Exercise passage:
^^^^

French Higher Education and Its Significance for Research and Learning for Library, Book, Print, and Media Culture History

The Long March of French Universities. By Christine Musselin. New York: Routledge Falmer, 2003. 224 pp. $85.00. ISBN 0-4159-3497-4.

Cultural interests possess and express transcendent power, whether it be effete or popular preoccupations. The rise of mass consumerism and mass entertainment among industrial and postindustrial nations has exerted an unbridled and unmistakable influence on higher education as well as library and information services, wherever these institutions exist. In a society and culture as highly articulated and as hoary as France, such conditions are complex and certainly nuanced. Unlike most national education systems, France possesses a highly centralized system emanating from Paris. Most governmental structures are situated on a national basis via centralizing authority and prerogative. All ministries focus their raison d'être within the nexus that is Paris.

Since the founding of the first universities in Western Europe during the Middle Ages, universities have evolved, reflecting principal relationships with both secular and ecclesiastical concerns over learning and the prerogatives exercised by universities and similar institutions.1 Often, the genesis and evolution of such institutions have reflected a fascinating history of institutional adaptation. Christine Musselin examines the changes that French universities have undergone since 1968, when the French government had to institute necessary reforms after student activism forced changes to be considered and installed.2 Although medieval in origins, French universities underwent a less glorious period until the French Revolution. After several phases of abolishment, reconstitution, and renewed lease in 1896, universities were essentially ciphers, [End Page 156] controlled by individual faculties, especially law, medicine, and philosophy.3 After May 1968 universities could manage budgets and assume autonomy, something that Parisian central authority did not permit. Not until the late 1980s did universities begin to truly utilize their 1968 and subsequent prerogatives to establish degree programs and create innovative pedagogy as well as govern themselves further.

^^^^

Problem statement:
Update the book review from "French Higher Education" up to and including "pp. $85.00. ISBN 0-4159-3497-4.", putting "London" in place of "New York". The material that comes next is taken from a separate source.

^^^^

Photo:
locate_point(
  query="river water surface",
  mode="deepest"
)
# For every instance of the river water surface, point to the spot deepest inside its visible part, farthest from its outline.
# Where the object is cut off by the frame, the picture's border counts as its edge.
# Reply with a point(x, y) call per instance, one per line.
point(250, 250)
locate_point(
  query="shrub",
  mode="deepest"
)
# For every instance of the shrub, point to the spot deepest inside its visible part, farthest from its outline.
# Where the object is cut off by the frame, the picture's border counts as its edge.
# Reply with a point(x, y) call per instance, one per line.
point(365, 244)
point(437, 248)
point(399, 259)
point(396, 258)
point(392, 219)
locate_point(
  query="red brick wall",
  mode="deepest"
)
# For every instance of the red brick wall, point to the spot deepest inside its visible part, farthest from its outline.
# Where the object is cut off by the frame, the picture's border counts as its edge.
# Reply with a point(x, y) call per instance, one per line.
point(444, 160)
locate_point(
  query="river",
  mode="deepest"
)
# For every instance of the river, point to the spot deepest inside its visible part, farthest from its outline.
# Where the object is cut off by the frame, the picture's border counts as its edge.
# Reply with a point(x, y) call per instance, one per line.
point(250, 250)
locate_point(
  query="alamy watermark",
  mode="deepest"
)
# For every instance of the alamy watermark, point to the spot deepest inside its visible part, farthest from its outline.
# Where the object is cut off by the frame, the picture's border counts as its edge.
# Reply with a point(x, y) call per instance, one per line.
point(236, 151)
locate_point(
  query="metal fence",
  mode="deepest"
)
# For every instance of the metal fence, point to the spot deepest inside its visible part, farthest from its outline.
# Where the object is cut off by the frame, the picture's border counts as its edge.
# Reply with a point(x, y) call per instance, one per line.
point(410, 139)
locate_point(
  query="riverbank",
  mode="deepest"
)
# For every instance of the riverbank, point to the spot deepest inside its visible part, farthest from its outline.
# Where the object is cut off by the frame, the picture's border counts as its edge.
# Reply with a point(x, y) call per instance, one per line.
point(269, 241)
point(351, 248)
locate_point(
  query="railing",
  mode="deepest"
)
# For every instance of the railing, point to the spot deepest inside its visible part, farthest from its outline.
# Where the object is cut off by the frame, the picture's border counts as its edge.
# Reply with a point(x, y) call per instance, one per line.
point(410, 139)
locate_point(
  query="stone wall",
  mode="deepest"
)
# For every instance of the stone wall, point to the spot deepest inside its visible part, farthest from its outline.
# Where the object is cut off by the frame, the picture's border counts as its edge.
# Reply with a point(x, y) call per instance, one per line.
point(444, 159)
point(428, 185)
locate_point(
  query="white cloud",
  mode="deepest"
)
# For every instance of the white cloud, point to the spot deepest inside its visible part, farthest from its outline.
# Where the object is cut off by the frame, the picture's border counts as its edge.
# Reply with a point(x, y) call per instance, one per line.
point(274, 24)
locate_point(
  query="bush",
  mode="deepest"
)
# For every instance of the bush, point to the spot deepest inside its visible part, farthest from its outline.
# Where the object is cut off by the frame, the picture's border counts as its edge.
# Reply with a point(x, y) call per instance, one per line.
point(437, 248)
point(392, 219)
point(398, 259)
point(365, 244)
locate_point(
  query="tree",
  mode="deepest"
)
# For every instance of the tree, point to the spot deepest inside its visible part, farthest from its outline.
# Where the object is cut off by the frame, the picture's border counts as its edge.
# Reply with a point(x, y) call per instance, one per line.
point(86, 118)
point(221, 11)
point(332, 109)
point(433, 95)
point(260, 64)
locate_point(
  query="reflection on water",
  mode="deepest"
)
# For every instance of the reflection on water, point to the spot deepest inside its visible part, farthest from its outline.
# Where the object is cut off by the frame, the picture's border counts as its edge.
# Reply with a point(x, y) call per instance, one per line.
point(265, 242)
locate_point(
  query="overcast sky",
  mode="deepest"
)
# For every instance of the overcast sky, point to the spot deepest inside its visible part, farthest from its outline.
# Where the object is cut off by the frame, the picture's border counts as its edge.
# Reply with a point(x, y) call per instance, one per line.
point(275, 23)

^^^^

Solution:
French Higher Education and Its Significance for Research and Learning for Library, Book, Print, and Media Culture History

The Long March of French Universities. By Christine Musselin. London: Routledge Falmer, 2003. 224 pp. $85.00. ISBN 0-4159-3497-4.